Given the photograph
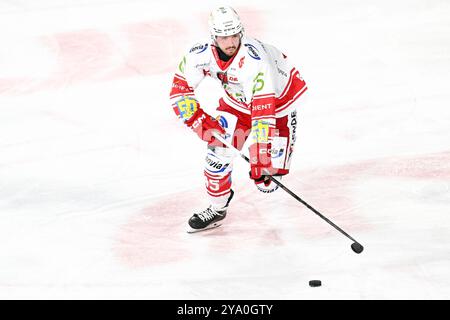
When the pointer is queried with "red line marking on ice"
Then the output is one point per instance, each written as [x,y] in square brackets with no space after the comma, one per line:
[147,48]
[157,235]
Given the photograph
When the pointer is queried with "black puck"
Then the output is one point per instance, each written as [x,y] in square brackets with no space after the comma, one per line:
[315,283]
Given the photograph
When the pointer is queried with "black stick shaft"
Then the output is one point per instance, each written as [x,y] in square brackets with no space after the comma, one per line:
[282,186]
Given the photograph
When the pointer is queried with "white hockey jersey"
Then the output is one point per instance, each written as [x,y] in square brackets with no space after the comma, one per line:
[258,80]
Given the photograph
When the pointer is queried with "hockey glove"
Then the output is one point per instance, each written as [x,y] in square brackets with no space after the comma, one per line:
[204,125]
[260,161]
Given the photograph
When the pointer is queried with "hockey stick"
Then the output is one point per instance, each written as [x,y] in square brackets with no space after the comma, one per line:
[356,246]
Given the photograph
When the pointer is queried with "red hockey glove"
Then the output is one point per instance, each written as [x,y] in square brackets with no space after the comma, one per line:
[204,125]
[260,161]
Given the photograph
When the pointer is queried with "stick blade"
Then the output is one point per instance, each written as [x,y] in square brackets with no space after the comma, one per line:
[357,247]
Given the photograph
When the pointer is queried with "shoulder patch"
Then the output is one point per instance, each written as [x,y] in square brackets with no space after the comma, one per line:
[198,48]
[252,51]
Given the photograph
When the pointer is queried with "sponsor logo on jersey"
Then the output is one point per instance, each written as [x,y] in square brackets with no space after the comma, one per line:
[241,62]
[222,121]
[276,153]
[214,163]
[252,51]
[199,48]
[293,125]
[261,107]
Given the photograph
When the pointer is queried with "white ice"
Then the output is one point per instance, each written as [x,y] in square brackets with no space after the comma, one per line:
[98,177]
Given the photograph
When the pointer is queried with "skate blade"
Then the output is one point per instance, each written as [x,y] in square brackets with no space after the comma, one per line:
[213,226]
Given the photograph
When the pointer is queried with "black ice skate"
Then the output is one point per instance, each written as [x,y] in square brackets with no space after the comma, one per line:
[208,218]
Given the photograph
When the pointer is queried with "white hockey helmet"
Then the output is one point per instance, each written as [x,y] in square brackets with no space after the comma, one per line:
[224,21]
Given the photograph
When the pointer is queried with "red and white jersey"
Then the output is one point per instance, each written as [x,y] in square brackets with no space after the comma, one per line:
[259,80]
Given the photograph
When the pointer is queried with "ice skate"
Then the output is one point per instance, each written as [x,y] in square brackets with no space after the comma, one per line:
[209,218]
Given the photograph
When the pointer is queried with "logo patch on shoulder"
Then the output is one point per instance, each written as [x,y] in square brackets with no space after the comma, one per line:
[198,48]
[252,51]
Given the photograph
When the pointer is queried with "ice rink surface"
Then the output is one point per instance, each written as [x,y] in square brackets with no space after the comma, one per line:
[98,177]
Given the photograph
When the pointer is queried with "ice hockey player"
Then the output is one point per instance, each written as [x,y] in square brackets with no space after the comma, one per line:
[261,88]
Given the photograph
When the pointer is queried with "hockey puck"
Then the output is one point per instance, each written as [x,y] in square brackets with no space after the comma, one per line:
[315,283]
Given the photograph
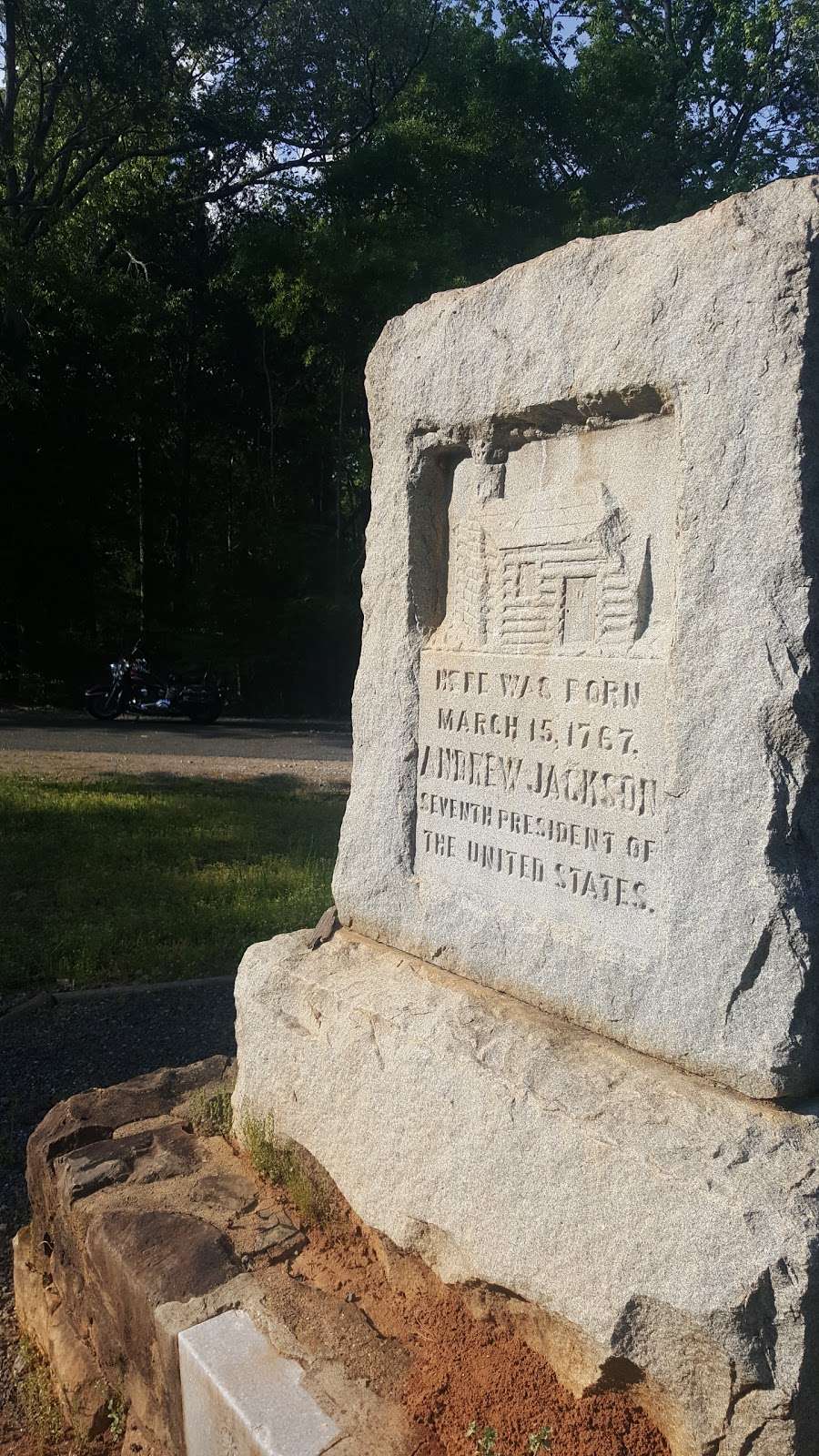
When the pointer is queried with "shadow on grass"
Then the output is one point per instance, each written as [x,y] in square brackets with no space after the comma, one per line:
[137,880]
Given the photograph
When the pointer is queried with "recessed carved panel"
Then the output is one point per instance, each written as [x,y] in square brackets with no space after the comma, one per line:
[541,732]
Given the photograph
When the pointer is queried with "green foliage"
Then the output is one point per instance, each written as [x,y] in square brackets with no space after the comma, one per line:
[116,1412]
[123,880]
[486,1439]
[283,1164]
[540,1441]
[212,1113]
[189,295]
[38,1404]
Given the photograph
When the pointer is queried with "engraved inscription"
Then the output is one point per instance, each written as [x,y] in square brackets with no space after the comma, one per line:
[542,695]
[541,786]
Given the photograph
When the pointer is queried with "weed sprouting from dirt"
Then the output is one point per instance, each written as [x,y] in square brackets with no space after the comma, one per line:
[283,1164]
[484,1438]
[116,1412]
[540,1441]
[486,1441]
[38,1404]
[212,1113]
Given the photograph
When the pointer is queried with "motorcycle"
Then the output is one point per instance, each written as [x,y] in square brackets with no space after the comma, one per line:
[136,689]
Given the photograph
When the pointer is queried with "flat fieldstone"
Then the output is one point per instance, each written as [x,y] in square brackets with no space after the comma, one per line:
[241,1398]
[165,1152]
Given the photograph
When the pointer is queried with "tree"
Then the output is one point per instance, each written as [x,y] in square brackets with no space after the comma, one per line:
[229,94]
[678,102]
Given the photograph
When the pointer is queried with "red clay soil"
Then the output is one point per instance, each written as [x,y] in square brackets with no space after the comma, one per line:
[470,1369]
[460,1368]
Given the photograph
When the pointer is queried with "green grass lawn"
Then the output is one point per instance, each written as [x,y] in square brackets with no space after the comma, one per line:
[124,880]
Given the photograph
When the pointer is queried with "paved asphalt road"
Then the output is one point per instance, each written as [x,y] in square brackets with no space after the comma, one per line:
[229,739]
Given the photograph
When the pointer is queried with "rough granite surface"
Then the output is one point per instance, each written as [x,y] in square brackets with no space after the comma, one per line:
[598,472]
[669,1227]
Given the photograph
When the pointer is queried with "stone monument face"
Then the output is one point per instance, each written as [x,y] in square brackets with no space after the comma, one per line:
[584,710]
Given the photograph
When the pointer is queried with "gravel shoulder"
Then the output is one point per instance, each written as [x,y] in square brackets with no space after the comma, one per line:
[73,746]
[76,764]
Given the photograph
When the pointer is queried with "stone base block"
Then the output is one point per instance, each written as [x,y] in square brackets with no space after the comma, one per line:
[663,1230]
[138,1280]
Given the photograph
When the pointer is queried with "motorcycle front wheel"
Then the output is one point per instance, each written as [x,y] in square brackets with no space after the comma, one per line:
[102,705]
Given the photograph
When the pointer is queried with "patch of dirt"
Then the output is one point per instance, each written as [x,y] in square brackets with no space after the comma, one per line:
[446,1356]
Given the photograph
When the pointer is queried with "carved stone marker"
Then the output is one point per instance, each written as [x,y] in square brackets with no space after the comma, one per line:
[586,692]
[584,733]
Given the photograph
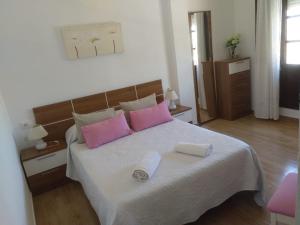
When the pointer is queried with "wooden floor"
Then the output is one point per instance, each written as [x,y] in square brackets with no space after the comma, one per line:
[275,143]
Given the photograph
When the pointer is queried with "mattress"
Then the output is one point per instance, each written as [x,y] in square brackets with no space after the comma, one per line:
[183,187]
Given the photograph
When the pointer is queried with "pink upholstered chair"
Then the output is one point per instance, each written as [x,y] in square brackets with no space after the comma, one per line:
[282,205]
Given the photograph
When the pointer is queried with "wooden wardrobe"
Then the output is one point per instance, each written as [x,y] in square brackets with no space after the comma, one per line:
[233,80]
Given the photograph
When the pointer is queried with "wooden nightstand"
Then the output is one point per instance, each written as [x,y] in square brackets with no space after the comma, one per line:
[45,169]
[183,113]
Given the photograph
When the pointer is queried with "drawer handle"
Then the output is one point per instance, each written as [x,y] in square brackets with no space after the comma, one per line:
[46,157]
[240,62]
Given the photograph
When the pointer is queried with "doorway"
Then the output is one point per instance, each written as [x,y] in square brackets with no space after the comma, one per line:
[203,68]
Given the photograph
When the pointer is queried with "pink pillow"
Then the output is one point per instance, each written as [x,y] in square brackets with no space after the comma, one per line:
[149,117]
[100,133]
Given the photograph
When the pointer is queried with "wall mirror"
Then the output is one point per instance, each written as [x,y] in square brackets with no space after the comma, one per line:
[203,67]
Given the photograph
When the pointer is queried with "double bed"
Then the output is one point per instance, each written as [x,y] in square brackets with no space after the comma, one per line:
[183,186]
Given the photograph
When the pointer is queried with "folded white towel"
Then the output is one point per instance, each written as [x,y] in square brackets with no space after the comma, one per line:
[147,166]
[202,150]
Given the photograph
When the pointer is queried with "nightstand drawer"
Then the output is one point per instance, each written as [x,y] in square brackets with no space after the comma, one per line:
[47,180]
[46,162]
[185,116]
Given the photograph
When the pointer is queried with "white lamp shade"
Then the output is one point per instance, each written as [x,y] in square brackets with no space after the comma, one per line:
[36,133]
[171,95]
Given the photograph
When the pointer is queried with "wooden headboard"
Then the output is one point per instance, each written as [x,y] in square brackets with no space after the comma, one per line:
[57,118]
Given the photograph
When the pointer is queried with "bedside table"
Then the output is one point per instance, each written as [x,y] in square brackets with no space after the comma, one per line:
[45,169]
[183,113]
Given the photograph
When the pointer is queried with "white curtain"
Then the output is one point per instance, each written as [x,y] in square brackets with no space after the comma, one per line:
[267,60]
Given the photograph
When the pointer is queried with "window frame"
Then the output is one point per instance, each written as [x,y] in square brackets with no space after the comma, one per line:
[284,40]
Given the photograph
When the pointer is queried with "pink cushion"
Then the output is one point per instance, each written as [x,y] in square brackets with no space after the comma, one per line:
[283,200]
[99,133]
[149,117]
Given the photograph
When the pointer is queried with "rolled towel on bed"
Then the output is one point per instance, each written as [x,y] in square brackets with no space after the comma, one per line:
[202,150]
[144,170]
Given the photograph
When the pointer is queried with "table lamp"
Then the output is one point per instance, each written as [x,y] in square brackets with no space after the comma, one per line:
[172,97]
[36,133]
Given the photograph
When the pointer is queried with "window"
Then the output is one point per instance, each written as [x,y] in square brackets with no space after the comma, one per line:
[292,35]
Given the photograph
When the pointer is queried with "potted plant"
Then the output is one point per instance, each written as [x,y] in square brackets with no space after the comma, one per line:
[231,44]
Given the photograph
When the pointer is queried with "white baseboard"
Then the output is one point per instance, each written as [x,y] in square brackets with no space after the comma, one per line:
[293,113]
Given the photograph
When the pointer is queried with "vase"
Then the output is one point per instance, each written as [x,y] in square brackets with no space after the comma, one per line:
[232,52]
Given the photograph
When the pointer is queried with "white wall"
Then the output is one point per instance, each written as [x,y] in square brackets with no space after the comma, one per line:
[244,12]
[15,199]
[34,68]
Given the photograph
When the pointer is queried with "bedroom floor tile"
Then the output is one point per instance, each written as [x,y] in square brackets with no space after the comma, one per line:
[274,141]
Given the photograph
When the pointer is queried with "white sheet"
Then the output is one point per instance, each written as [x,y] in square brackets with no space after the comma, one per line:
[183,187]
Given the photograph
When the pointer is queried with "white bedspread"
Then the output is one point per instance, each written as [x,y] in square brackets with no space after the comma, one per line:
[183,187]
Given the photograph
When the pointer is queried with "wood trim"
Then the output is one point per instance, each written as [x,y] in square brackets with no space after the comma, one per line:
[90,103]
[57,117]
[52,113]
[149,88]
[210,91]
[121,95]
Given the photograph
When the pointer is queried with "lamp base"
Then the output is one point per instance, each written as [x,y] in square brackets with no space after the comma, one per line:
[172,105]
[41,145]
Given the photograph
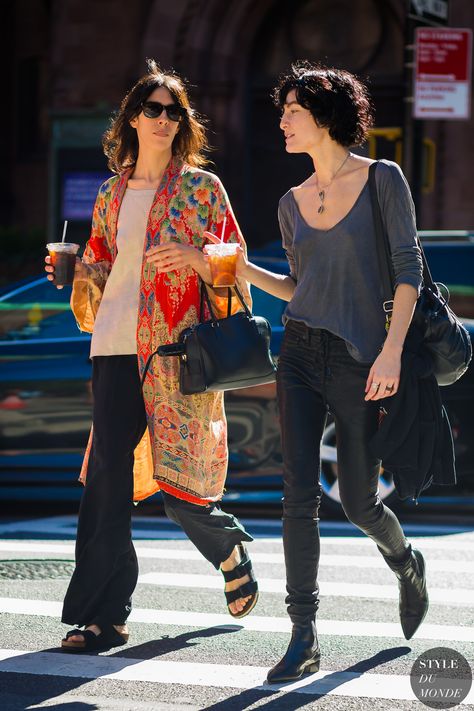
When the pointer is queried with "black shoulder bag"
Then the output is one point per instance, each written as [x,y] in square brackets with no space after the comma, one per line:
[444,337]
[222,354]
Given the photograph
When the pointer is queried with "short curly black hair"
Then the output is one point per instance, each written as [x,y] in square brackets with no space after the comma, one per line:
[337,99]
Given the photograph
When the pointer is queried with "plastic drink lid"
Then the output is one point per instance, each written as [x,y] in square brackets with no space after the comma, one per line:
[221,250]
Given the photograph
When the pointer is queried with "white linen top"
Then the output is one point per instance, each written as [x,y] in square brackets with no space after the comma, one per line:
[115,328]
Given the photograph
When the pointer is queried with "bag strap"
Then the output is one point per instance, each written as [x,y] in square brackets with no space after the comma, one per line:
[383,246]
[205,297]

- WHAT NEEDS TO BE DONE:
Locate every line in the records that contains the word "jersey" and copy each of those lines. Case counts, so match capital and lowercase letters as given.

- WRITTEN SOLUTION:
When the pointer is queried with "white hockey jersey"
When the pointer is queried with "sponsor logo on jersey"
When the pointer is queried with "red and white jersey"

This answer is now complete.